**TASK STATEMENT**
Search for the word "wooden" in the entries. Each line that holds it should be copied.

■ ■ ■ ■ ■

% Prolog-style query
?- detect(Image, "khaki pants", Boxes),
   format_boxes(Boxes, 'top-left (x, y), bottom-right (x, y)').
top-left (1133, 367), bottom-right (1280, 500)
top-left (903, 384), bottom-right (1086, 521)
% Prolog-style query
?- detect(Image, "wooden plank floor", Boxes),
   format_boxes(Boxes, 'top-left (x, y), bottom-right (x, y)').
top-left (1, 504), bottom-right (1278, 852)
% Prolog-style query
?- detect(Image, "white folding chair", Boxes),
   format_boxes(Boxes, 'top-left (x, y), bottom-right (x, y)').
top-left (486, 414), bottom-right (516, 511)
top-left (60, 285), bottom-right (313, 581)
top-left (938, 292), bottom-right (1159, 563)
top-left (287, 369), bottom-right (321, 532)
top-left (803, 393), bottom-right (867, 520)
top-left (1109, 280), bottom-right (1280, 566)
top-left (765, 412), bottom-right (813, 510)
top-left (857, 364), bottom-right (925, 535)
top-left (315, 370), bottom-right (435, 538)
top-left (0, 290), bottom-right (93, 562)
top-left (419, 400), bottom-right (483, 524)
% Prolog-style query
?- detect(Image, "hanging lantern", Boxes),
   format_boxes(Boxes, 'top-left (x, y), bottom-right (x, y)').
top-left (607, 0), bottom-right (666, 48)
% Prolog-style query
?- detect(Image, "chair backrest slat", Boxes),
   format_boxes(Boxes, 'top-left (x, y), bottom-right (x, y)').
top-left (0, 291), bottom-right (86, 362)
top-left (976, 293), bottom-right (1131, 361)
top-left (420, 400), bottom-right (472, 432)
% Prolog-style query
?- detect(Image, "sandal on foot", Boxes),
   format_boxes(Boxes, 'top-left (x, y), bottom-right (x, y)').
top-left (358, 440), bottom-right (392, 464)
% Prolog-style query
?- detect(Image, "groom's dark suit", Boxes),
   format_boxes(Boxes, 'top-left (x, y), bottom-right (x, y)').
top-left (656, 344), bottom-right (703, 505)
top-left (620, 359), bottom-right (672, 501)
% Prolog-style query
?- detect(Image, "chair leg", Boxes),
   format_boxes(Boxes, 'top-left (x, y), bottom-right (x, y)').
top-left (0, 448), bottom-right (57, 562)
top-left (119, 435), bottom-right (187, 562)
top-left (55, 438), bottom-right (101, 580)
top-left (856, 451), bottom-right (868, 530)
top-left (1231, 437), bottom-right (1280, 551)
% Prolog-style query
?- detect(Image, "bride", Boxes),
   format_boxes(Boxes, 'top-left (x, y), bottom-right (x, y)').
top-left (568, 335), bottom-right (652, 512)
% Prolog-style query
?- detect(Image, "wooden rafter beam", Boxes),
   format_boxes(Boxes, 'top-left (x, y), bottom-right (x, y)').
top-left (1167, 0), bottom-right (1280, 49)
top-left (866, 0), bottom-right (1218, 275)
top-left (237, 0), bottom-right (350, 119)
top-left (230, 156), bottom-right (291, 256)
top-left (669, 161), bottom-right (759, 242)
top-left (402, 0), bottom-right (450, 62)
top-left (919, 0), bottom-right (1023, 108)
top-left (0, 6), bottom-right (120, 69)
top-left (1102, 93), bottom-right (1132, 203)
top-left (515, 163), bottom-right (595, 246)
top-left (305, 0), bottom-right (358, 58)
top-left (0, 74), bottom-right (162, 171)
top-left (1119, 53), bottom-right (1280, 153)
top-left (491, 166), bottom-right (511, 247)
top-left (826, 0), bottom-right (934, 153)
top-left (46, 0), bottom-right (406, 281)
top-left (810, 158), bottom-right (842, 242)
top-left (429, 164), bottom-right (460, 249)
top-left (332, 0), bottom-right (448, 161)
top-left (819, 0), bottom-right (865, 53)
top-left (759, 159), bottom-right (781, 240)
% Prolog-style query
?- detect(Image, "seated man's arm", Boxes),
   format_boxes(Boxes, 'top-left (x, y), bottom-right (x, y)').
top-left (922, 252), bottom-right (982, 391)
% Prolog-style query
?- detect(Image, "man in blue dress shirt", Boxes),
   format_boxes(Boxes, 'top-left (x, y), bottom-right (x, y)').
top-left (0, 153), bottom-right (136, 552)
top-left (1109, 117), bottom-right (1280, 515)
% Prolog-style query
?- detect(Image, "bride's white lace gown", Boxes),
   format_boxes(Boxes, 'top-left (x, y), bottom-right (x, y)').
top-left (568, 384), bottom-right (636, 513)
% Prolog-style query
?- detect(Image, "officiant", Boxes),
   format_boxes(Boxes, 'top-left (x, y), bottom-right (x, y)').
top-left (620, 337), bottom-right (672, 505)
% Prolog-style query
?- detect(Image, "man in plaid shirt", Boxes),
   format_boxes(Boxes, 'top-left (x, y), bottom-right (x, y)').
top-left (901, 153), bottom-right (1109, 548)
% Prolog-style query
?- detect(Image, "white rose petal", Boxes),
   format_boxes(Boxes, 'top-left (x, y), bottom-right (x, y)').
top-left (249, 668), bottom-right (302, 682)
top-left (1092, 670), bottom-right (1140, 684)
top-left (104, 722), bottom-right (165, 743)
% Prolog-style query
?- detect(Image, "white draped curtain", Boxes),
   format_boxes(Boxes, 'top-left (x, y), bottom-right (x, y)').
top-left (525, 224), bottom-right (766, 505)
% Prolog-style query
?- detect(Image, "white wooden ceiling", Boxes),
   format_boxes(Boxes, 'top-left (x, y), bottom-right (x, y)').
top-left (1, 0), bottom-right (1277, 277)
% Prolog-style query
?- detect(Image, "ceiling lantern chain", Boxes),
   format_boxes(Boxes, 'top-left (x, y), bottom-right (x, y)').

■ ■ ■ ■ ■

**REPLY TO THE EXERCISE**
?- detect(Image, "wooden plank floor", Boxes),
?- detect(Image, "wooden rafter beam", Boxes),
?- detect(Image, "white wooden ceiling", Boxes),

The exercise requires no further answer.